Top of Data to examine

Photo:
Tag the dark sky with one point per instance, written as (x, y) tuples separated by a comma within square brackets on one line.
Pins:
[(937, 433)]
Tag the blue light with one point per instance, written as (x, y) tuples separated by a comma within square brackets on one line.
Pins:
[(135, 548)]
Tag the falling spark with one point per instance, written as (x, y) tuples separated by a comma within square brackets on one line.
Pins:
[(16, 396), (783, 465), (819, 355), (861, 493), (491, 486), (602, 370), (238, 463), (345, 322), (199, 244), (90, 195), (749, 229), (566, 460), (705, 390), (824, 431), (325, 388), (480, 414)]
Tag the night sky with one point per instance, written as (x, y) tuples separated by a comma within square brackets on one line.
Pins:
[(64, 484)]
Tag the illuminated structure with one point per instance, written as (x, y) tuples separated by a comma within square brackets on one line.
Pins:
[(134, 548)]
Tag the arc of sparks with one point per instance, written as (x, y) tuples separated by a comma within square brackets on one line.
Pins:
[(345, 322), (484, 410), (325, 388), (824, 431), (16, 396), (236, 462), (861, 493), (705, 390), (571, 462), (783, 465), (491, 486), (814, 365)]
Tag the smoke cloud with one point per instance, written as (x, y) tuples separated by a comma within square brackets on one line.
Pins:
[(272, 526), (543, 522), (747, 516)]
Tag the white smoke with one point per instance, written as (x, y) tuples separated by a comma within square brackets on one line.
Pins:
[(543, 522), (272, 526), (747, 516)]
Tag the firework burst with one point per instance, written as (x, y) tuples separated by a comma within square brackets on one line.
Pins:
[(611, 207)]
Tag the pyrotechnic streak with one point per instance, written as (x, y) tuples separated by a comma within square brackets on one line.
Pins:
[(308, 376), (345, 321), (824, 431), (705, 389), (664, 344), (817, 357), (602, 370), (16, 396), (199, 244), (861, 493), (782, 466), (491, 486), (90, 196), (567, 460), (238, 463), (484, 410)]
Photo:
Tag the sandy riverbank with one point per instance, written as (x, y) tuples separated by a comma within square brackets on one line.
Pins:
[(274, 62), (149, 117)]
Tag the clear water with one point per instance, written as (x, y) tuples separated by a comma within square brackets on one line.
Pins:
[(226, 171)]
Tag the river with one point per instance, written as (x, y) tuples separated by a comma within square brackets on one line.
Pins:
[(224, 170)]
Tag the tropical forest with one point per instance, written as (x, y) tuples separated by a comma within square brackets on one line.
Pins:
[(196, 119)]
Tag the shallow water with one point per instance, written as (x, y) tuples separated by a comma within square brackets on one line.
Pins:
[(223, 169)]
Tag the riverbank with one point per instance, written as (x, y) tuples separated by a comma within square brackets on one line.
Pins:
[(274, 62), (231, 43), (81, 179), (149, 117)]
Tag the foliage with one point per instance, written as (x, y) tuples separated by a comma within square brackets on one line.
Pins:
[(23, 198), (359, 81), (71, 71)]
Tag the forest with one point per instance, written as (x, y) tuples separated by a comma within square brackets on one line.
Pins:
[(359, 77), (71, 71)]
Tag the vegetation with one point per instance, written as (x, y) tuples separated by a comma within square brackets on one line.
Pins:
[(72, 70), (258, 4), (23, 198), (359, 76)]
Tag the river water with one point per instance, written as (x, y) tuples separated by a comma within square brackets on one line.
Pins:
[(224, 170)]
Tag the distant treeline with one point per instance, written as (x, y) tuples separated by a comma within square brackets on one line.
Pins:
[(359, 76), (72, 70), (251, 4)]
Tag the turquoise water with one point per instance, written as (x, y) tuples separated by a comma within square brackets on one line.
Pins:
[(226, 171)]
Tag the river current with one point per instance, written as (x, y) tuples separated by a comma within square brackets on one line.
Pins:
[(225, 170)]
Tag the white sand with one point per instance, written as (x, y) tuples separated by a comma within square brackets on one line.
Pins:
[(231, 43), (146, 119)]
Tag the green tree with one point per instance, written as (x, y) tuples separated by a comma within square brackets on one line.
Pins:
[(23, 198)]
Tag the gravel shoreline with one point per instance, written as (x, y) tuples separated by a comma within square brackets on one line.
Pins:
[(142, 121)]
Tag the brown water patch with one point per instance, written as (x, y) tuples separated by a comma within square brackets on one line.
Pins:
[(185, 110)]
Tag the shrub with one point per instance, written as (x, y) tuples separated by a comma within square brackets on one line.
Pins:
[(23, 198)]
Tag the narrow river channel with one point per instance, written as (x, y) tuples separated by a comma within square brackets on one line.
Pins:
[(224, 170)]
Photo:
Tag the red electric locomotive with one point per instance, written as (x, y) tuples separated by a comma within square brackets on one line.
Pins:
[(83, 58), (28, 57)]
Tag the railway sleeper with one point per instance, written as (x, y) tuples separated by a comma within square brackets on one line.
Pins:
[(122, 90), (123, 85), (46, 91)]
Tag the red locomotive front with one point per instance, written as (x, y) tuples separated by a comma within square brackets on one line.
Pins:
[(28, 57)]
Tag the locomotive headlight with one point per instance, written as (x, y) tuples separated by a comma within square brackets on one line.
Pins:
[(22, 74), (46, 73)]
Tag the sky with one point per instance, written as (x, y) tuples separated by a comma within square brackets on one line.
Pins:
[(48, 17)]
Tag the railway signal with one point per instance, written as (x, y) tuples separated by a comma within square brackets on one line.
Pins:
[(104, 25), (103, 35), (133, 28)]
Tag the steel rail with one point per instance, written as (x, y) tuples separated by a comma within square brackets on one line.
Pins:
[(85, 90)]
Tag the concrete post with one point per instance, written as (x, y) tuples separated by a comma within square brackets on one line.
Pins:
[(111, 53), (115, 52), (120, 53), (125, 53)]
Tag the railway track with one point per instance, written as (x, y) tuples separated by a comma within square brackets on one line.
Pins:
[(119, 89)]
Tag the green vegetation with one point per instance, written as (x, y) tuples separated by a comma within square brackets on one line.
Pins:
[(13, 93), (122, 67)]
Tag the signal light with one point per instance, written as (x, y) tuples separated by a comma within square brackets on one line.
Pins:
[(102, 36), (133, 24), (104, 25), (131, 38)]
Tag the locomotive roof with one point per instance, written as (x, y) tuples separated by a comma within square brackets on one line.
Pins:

Bottom of Data to examine

> _What the task asks_:
All lines carrying the word "smoke" must be copied from the data above.

> _Solution for this exercise_:
Tag the smoke cloud with one point per instance, written as (x, y) tuples separated by a comma within square brackets on one line.
Tag the white smoke with one point per instance, written as (x, y) tuples separated by a comma within square brackets on one line.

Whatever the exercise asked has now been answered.